-------- Material to process --------

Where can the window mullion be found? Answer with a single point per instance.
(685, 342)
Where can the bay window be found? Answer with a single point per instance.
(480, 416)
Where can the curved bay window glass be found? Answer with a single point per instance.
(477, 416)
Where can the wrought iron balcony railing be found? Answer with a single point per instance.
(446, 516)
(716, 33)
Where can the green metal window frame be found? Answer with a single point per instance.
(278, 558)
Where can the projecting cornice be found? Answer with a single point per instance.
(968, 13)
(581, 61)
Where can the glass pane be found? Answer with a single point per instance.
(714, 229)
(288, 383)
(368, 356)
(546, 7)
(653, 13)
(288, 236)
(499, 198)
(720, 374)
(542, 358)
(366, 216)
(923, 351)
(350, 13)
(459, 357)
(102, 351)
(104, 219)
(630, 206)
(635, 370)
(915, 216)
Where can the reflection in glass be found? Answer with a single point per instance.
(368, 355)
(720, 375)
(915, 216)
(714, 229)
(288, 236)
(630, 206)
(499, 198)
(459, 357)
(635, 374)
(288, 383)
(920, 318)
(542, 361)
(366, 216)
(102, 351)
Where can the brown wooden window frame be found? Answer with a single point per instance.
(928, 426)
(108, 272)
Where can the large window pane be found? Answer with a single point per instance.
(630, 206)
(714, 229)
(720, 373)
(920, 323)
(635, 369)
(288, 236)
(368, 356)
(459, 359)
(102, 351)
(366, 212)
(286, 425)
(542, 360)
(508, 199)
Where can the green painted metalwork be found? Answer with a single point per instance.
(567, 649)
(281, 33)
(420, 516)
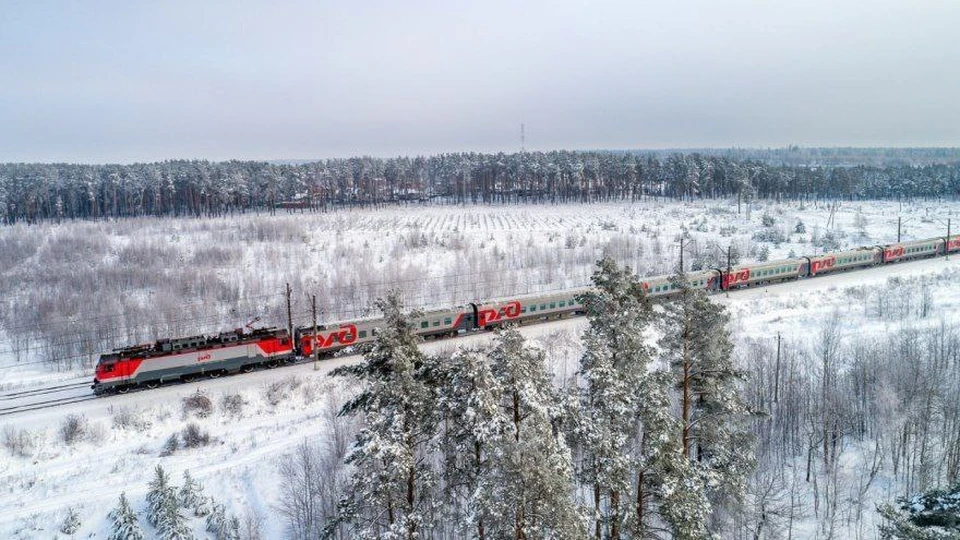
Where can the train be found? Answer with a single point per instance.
(243, 350)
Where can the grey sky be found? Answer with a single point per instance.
(123, 81)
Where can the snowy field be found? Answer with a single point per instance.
(70, 291)
(438, 255)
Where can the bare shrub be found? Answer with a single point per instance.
(71, 523)
(252, 525)
(73, 429)
(18, 441)
(125, 418)
(279, 391)
(194, 437)
(232, 404)
(198, 404)
(171, 446)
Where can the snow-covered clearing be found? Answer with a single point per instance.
(278, 409)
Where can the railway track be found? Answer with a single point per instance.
(20, 394)
(46, 404)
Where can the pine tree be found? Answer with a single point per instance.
(697, 345)
(71, 523)
(390, 488)
(233, 532)
(613, 367)
(163, 509)
(526, 490)
(160, 491)
(125, 525)
(217, 523)
(190, 495)
(469, 397)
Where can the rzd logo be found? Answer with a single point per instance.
(510, 310)
(822, 264)
(346, 335)
(734, 278)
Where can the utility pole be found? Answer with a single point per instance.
(681, 253)
(776, 374)
(289, 314)
(946, 247)
(316, 350)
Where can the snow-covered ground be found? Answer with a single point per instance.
(126, 435)
(70, 290)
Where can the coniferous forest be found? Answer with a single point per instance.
(31, 192)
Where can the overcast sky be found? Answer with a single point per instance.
(123, 81)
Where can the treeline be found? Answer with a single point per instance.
(32, 192)
(482, 444)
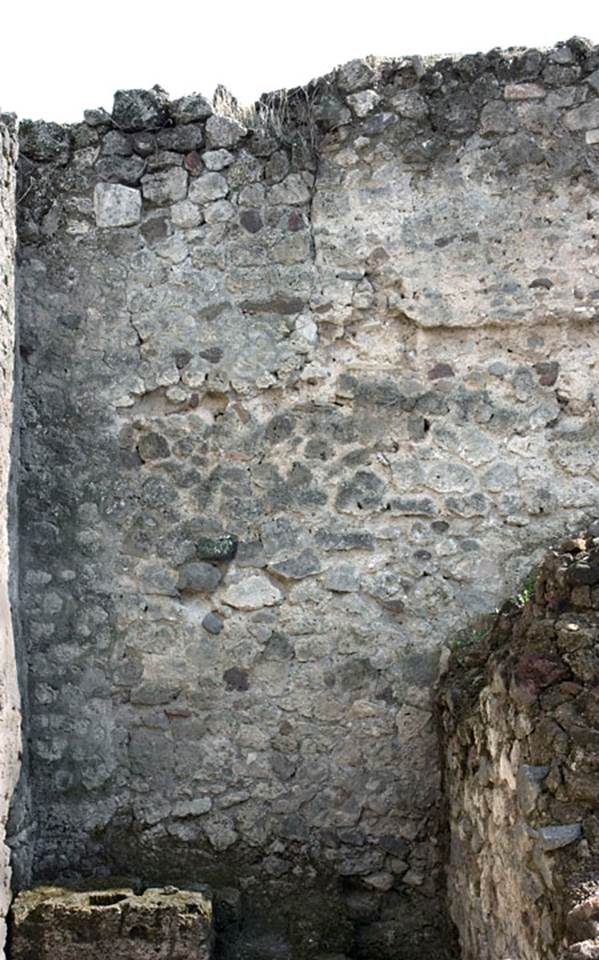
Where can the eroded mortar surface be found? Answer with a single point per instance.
(10, 733)
(304, 391)
(519, 709)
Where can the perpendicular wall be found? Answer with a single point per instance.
(304, 390)
(10, 717)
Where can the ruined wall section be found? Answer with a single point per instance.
(10, 732)
(304, 390)
(520, 716)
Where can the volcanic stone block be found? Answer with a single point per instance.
(54, 923)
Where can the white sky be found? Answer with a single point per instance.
(58, 57)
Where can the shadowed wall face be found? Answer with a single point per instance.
(10, 734)
(519, 710)
(303, 393)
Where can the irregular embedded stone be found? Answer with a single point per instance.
(208, 187)
(181, 139)
(251, 221)
(441, 370)
(224, 132)
(524, 91)
(116, 143)
(306, 564)
(191, 108)
(236, 678)
(140, 109)
(364, 102)
(343, 578)
(51, 923)
(153, 446)
(212, 623)
(166, 186)
(292, 190)
(44, 141)
(217, 548)
(199, 577)
(217, 159)
(220, 211)
(560, 835)
(354, 75)
(252, 593)
(116, 205)
(585, 117)
(548, 371)
(98, 117)
(124, 170)
(584, 572)
(192, 808)
(497, 118)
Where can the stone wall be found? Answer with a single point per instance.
(10, 733)
(520, 717)
(305, 388)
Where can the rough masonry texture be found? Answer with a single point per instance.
(10, 733)
(520, 712)
(306, 388)
(53, 923)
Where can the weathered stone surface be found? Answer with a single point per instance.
(52, 923)
(224, 132)
(11, 747)
(371, 343)
(191, 108)
(252, 593)
(521, 772)
(166, 186)
(116, 205)
(139, 109)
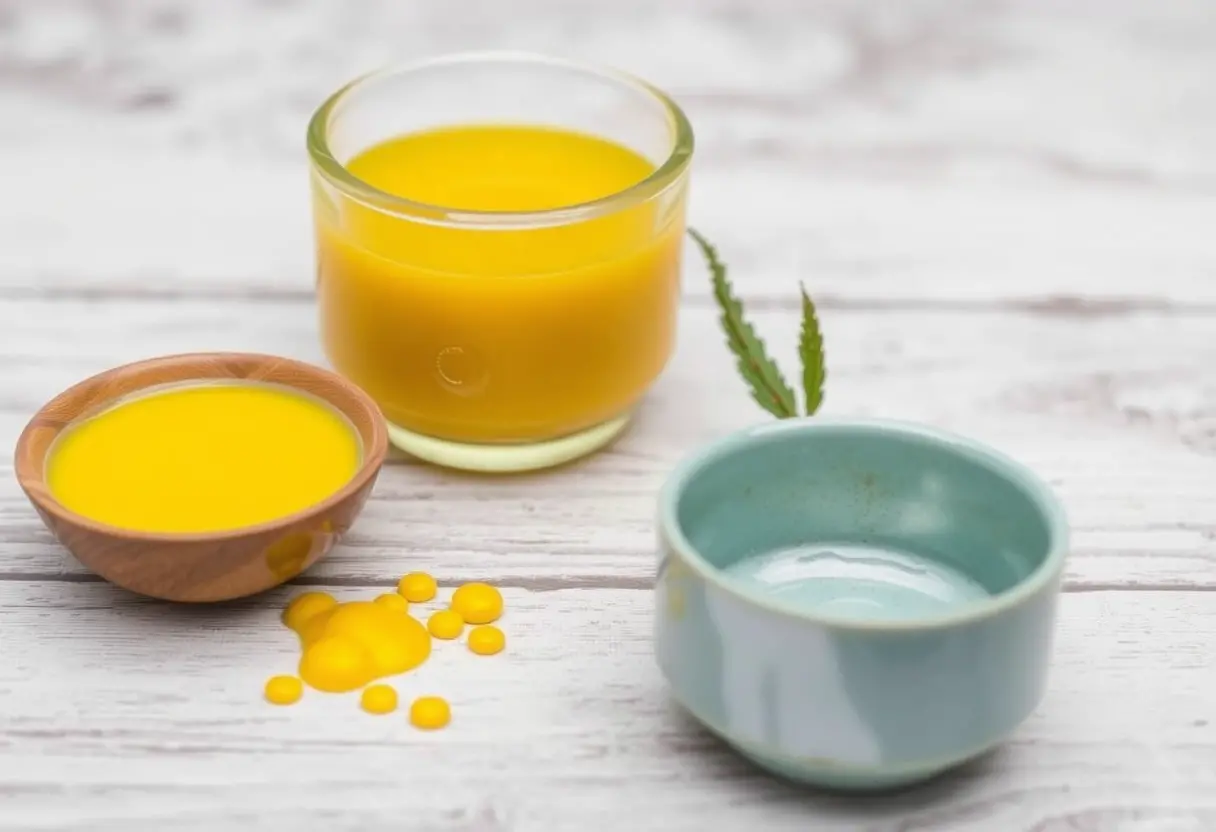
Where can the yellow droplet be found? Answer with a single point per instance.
(445, 624)
(487, 640)
(378, 700)
(337, 664)
(305, 607)
(429, 712)
(283, 690)
(478, 603)
(417, 586)
(393, 601)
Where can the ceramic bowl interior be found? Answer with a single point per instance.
(208, 566)
(865, 521)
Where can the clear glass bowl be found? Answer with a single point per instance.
(500, 341)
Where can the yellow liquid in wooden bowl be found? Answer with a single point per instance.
(203, 457)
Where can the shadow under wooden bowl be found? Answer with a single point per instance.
(217, 566)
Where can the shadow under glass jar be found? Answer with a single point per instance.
(499, 339)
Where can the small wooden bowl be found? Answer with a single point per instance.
(213, 566)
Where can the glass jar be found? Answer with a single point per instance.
(499, 339)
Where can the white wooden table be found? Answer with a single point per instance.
(1007, 213)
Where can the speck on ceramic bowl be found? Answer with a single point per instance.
(856, 605)
(213, 566)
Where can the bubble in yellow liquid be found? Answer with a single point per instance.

--------

_Stated goal_
Return, without alteration, every line of the material from the line containing "Where can the yellow droplet" through the final line of the material, both included.

_Output for this exercise_
Where can the yellow droplet be found? Answer with a single point per instance.
(445, 624)
(487, 640)
(378, 700)
(337, 664)
(305, 607)
(429, 712)
(283, 690)
(478, 603)
(417, 586)
(393, 601)
Where can the ceramic bowl interior be found? Answer with a single point per instance.
(208, 566)
(865, 521)
Where can the clear glass bowl be found? Answer with a single point per instance.
(500, 341)
Where can the yellow liquid in wooden bowl be found? Answer with a single point per instance.
(203, 457)
Where can the shadow under wooden bowl be found? Answer with a single point per instance.
(217, 566)
Where can the shadow under glass jar be found? Answer with a single point per instance.
(499, 339)
Where can the small wooden bowl be found? Answer with a single point per instance.
(213, 566)
Where can the glass jar be found? Answer with a single point per instance.
(499, 339)
Where can the white wooden table be found? Answer with a single point per instance.
(1007, 213)
Where can the speck on ceramic bowl be found? Answer with a single point per instance.
(856, 605)
(213, 566)
Where can the bubble in yellow liquid be found? Answer with a single point per instance.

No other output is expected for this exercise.